[Saved entries]

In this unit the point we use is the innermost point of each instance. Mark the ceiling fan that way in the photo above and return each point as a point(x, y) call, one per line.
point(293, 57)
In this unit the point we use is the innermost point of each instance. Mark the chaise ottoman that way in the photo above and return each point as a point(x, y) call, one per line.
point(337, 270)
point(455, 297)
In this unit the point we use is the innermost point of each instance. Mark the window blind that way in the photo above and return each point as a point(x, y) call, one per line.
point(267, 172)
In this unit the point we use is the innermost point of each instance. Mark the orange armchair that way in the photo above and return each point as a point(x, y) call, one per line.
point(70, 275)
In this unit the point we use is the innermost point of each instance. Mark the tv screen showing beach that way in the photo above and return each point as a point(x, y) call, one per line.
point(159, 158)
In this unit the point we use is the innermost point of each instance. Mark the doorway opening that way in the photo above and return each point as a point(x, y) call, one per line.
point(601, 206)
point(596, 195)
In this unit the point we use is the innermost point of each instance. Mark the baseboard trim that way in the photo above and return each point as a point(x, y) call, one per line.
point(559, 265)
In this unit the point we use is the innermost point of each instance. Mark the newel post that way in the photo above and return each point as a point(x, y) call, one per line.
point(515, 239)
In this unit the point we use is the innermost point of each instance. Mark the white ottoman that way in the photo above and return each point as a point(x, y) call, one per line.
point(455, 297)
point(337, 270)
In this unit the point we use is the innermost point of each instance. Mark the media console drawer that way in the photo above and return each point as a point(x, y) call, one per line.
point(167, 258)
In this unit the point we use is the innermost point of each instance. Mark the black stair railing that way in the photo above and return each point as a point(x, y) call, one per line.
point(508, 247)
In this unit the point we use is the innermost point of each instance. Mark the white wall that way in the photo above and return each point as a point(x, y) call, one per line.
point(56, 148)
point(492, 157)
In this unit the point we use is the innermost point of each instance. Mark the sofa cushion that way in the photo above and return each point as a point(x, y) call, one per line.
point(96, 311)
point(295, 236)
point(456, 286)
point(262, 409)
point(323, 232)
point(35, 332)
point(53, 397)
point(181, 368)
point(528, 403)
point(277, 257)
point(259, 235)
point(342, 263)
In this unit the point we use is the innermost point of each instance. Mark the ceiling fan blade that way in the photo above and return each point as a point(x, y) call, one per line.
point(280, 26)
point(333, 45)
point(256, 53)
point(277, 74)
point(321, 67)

## [TASK PROMPT]
Repeat, word for word, every line above.

## [FINISHED TASK]
In this unit the point we use is the innermost point of each instance. Mark the ceiling fan that way in the photo above and return each point as a point(x, y) call, one per line.
point(293, 57)
In this unit the point we use is the innermost point of each instance. Mark the chaise ottoman that way in the photo above and return each point as a point(x, y) call, one per line.
point(337, 270)
point(455, 297)
In this unit the point we use is the innermost point of each instance. Mark the window blind that way in the photo above and return each point as a point(x, y) call, one per line.
point(267, 172)
In this unit the point we use is the innermost point of each instance. Mark the orange armchair that way in the photo above and return each point as a point(x, y) call, one per line.
point(70, 275)
In this unit the point we use is the innermost point of each instance. Mark the tv screen showing beach that way in the photo above and return each point as a point(x, y) call, one per line.
point(159, 158)
In this unit the point we use is the innermost point of each instance. Mark the doorway opening that way in the photo above and return each point as a point(x, y) call, one per line.
point(601, 206)
point(596, 195)
In this unit the point we use is the innermost point of each instance. Mark the baseboard trim that way in the photo above and return each point as a point(x, y) call, one per line.
point(559, 265)
In this unit the point we use is the innermost point of each instance. Mark the newel post that way in the photo above and return each point as a point(x, y) call, one per line.
point(515, 239)
In this unit the point we use is the innermost point of each instance. Mark the white ottoman that way in the photo above and return each point as a point(x, y) call, one per line.
point(455, 297)
point(337, 270)
In this unit the point we use is the innermost point of each instance. Mark the media console drawer that way in the photo above and return each point as a point(x, y) call, one per line.
point(167, 258)
In this unit the point we use is the innermost point of each instance. Mark the black stair railing that way in the photo above and return each point as a point(x, y) call, one per line.
point(508, 247)
In this unit the point we use is the innermost point of each instance. Mark the white wall that way in the photo above and return each point as a point(x, y) call, one per line.
point(56, 148)
point(492, 157)
In this unit the point we use is the innermost point of each instance. Mark the sofa cushion that way in the photo above and return each point as a point(x, y) call, one per line.
point(96, 311)
point(295, 236)
point(456, 286)
point(262, 409)
point(323, 232)
point(35, 332)
point(53, 397)
point(181, 368)
point(528, 403)
point(277, 257)
point(259, 235)
point(342, 263)
In this unit the point we use is the innermost point of each instance. Mark the ceiling fan blade that way in the photo above and return each point as a point(x, y) call, one per line.
point(280, 26)
point(333, 45)
point(256, 53)
point(277, 74)
point(321, 67)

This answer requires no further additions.